Task input
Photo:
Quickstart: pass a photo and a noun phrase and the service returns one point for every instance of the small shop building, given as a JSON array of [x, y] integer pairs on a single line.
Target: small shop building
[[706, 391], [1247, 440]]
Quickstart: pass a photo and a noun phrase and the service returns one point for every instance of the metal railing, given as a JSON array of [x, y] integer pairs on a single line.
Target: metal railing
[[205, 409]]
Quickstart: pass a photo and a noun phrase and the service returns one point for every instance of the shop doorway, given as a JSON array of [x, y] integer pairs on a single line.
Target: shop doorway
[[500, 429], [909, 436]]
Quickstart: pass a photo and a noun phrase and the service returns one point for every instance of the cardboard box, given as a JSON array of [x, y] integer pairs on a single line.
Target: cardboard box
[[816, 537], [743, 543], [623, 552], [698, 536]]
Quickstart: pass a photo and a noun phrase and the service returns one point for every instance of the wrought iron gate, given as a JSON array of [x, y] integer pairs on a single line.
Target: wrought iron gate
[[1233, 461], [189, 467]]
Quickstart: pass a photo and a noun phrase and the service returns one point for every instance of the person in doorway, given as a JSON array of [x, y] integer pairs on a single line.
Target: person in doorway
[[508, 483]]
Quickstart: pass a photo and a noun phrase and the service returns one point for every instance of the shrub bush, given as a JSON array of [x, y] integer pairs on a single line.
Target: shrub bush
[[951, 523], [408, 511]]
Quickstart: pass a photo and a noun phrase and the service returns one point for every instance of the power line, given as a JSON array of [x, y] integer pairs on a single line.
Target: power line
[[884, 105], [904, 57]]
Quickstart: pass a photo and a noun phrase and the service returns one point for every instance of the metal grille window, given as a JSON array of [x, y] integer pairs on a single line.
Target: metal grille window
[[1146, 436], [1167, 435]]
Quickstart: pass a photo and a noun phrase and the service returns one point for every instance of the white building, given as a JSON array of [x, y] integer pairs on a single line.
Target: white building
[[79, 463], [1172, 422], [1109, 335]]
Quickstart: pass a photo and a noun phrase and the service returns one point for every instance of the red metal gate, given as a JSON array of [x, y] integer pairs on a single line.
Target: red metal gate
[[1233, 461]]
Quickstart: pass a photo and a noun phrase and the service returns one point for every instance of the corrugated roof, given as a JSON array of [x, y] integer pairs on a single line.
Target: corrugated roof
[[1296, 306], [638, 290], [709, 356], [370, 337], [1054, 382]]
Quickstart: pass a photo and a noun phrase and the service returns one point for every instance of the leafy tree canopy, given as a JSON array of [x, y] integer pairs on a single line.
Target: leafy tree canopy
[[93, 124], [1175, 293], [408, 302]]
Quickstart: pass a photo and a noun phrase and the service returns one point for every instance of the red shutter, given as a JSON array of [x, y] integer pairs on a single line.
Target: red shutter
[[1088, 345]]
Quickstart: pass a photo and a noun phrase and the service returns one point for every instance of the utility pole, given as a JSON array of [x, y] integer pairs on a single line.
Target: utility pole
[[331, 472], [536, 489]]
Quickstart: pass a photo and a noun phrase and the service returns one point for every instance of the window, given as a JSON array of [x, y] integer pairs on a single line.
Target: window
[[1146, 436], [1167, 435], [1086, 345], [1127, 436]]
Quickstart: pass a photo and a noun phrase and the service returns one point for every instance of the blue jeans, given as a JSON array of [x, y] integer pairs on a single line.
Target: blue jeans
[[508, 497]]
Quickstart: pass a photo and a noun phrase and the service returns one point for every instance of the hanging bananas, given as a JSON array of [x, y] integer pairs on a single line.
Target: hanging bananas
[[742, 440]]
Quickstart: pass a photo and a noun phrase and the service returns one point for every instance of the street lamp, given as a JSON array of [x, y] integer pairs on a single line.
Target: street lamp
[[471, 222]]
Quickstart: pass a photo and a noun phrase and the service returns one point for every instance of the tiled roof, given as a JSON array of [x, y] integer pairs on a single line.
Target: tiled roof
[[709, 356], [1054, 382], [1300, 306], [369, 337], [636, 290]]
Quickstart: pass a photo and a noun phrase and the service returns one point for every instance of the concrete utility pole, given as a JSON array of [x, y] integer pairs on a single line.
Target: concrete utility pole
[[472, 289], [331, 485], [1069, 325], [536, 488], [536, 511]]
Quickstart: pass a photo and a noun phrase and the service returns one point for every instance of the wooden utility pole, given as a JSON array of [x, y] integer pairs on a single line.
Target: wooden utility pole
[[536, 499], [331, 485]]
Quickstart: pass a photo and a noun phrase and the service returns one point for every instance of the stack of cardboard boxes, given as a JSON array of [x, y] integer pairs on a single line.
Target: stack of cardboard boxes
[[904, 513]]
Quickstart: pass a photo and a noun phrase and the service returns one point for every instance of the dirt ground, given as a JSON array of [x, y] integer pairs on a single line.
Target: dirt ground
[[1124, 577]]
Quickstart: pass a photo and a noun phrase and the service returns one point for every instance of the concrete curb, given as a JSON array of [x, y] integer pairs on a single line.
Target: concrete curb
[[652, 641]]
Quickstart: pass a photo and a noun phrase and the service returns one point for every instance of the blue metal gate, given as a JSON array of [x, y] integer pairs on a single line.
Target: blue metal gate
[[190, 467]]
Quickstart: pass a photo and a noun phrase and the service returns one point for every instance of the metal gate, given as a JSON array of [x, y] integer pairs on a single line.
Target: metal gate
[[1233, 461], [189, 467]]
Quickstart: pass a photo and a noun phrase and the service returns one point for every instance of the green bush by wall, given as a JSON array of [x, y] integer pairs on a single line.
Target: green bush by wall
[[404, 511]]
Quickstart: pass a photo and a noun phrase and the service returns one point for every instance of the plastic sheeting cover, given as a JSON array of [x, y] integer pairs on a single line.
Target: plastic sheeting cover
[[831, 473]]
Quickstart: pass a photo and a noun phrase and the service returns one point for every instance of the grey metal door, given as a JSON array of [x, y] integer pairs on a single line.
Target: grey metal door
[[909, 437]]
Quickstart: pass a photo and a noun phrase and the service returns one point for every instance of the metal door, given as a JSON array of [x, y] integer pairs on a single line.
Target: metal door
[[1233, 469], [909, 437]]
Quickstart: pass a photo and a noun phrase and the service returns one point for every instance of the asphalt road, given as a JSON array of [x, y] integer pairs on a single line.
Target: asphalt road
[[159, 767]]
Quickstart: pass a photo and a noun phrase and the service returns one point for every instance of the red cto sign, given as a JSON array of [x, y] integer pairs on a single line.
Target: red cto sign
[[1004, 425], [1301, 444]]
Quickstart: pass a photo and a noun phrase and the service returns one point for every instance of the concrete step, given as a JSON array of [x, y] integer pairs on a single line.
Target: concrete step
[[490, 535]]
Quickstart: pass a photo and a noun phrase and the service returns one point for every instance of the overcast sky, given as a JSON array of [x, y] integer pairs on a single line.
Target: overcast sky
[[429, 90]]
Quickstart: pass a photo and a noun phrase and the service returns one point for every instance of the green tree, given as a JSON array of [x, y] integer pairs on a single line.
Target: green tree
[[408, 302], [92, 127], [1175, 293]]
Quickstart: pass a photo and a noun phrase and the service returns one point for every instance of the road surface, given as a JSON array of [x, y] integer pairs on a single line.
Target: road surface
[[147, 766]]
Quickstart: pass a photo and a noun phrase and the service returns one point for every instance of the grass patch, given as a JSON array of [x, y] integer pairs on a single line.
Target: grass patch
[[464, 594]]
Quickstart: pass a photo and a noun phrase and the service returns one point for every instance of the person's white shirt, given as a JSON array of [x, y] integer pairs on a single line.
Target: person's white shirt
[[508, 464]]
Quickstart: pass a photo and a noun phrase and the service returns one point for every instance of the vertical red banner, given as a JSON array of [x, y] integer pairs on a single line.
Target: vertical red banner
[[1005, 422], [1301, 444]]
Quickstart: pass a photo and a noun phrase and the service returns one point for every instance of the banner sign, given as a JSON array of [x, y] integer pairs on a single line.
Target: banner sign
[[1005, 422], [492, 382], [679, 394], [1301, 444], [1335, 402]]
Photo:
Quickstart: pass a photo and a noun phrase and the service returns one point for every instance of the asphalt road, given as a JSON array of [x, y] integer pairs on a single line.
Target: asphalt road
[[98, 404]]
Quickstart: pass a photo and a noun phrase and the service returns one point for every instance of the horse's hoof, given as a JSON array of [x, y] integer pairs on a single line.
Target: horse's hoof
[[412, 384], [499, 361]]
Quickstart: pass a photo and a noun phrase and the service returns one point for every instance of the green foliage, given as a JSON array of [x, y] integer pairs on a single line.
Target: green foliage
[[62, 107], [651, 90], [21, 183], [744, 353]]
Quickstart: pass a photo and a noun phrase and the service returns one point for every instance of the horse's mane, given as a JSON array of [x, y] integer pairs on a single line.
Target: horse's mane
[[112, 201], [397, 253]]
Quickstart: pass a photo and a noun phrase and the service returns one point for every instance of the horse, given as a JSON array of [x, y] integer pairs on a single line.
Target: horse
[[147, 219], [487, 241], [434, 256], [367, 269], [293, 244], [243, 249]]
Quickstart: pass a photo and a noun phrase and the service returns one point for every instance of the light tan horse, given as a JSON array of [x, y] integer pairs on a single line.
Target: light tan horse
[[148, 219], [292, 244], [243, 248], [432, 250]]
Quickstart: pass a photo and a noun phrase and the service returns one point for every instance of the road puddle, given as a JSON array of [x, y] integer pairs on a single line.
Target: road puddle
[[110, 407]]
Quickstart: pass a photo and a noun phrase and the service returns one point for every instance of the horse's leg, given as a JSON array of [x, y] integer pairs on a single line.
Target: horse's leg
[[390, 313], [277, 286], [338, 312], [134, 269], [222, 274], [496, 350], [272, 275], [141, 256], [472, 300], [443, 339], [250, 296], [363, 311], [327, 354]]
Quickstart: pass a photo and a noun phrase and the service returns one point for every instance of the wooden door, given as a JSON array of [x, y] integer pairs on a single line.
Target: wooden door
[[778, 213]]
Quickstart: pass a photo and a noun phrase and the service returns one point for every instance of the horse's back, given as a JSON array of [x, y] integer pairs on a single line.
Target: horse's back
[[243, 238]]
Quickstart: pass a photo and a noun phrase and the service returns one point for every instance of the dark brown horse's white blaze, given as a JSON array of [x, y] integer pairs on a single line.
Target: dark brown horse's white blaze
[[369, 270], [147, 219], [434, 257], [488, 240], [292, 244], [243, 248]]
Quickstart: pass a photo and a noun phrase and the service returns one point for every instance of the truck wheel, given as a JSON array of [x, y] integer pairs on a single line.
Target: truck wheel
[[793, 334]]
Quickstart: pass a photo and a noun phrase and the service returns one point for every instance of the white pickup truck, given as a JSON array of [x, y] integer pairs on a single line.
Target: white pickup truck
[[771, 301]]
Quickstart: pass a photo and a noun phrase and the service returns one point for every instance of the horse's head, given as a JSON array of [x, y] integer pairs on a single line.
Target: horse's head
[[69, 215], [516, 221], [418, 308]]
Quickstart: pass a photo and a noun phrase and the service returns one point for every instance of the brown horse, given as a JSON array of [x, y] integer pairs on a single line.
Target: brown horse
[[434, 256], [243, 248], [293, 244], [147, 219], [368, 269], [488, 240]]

Work required
Starting at the line that contains "the concrete utility" and ending at the line that contains "[[831, 473]]", copy those lines of the entries with every "Target" changed to "Label", keeping the rest unchanged.

Solution for this exercise
Quickstart: pass a photo and a noun phrase and the service returns one point for every instance of the concrete utility pole, given as a JSON array of [x, y] integer pairs on a single line.
Label: concrete utility pole
[[472, 289], [331, 485], [1069, 325], [536, 488], [536, 511]]
Quickstart: pass a photo and a noun phrase and the service returns one point for every instance of the wooden utility pole, given as a JSON array of [x, y] integer pairs on a single line.
Label: wooden utility pole
[[536, 499], [331, 485]]
Quickstart: pass a photo and a noun phrase and the service returns one point for every instance of the stack of cardboard boxes, given as a JSON array of [x, y] integer pairs on a single line.
Label: stack of cardboard boxes
[[904, 513]]
Quickstart: pass a photo and a noun phrase and the service returns one point for every instance of the dirt ground, given as a JSON array of [x, y] integer pairs on a single line.
Label: dirt ground
[[1124, 577]]
Quickstart: pass a photo and a noun phrase and the service returns one point for every instance of the concrete curb, given as a JSON array of [x, y] integer pairs on a single line.
Label: concrete curb
[[652, 641]]
Quickstart: pass a photo and a noun phrase and the service returns one point for every instance of the blue metal gate, given as a JSON array of [x, y] integer pairs on a single line.
Label: blue metal gate
[[190, 467]]
Quickstart: pass a photo and a noun phrase and the service returns one point for every instance of the metal gate, given as a JSON array of [x, y] integer pairs on a single line.
Label: metal gate
[[1233, 461], [189, 467]]
Quickstart: pass a photo and a noun phrase and the service returns one point for every instance of the green bush by wall, given as a JSON array of [x, y] integer pairs on a single line.
Label: green bush by wall
[[404, 511]]
Quickstart: pass a photo and a noun phrase and the service returns one point for every instance of the plastic sheeting cover, given as a JSON array of [x, y] integer pairs on a single line.
Label: plastic sheeting cover
[[831, 473]]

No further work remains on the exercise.